# Your instructions
Only one stretch of the data below is needed. Output the lines from the one with "Spot the red" up to and including the one with "Spot the person", exactly as they stand.

# Source material
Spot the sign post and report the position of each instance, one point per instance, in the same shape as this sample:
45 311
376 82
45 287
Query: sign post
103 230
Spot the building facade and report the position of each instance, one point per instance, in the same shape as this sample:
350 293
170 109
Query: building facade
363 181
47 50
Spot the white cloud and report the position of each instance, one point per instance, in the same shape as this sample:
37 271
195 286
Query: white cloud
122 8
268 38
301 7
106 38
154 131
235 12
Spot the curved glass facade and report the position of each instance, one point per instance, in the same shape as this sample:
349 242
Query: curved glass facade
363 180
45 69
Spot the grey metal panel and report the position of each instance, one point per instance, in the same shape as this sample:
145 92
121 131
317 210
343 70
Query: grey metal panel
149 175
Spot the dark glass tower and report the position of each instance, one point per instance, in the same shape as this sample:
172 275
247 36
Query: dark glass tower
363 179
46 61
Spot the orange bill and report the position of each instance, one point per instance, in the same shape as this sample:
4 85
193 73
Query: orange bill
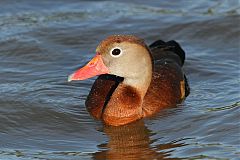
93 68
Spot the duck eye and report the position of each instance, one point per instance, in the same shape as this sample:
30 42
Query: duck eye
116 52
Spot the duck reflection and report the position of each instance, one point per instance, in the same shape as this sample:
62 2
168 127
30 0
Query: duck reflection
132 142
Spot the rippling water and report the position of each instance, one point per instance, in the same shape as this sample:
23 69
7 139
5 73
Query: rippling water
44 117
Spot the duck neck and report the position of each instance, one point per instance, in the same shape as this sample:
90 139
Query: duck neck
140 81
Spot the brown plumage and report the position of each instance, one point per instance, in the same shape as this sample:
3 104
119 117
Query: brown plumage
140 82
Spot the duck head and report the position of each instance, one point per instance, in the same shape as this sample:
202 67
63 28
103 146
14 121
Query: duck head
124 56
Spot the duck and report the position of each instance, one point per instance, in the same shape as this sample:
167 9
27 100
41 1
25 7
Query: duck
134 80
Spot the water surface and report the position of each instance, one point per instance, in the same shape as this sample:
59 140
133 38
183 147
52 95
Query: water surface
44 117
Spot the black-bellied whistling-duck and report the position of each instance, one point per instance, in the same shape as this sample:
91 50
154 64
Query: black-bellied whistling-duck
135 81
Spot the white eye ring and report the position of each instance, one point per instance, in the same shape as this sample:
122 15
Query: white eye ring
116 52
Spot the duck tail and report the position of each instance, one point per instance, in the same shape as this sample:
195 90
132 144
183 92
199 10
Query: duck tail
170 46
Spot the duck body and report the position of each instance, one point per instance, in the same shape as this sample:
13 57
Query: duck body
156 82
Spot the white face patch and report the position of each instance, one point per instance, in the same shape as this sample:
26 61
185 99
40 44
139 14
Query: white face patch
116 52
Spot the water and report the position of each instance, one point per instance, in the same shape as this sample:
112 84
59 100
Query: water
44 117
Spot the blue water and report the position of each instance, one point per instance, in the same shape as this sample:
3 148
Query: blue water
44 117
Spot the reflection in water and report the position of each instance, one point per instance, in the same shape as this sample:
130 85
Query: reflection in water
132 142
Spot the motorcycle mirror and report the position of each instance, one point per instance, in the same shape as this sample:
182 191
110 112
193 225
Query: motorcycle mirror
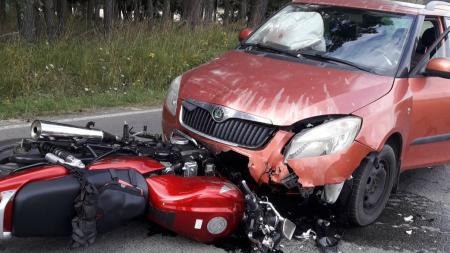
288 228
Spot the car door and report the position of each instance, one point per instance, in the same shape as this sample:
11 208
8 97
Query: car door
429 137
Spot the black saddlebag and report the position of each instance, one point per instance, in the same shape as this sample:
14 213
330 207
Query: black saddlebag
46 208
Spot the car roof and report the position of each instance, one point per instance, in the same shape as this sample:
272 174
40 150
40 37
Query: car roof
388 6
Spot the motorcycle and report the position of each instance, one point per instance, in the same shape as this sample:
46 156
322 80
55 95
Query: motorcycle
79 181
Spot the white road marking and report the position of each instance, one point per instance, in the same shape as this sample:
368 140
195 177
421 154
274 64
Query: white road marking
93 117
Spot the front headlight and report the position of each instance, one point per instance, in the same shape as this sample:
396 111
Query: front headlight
--
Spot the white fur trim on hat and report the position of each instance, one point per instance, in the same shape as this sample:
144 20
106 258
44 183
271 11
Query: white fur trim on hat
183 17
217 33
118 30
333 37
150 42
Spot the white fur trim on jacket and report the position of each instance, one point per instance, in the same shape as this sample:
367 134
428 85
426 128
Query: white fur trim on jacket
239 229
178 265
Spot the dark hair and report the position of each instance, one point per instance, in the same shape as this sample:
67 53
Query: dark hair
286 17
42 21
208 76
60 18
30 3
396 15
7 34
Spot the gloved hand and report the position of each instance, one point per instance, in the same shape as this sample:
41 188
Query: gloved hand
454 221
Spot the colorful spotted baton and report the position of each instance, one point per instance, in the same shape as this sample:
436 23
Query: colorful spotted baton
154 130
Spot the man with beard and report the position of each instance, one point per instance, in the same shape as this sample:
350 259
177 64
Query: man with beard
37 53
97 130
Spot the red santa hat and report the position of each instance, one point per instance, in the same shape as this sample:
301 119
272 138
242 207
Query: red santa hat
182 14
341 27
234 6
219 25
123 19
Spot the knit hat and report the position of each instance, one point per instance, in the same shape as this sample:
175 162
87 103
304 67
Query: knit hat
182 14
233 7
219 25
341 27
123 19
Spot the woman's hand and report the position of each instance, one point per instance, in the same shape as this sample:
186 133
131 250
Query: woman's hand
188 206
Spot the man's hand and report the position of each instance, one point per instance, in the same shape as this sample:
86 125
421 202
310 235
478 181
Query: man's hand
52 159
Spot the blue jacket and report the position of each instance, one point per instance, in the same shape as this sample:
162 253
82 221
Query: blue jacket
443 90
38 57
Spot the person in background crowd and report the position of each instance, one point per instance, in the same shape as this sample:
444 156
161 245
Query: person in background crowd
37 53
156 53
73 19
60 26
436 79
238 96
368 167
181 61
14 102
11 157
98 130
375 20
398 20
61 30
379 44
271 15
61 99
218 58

# Exercise result
Spot the red santa hat and report the position of each instance, one point per instance, in the same shape as this sample:
301 119
272 138
242 207
Query: red santa hat
182 14
341 27
234 6
219 25
123 19
Spot the knit hat and report the position of each instance, one point per instance, in the same shape as this sample:
175 162
87 103
304 67
Query: knit hat
182 14
233 7
219 25
341 27
123 19
Spot the woman's hand and report the position of each instance, one point per instance, in the same shape as this sample:
186 133
131 250
Query: woman's hand
188 206
Spot the man's hand and report the position of each instance, one point per instance, in the same shape as this sample:
86 125
421 202
310 235
478 181
Query: man's hand
52 159
Spot the blue jacket and report the position of each instance, one point per instance, in the same shape as this sample:
162 253
82 221
Query: blue jacket
443 90
38 57
Spot the person in background crowd and report the position of each instance, one point per instance, in the same shape as this sample:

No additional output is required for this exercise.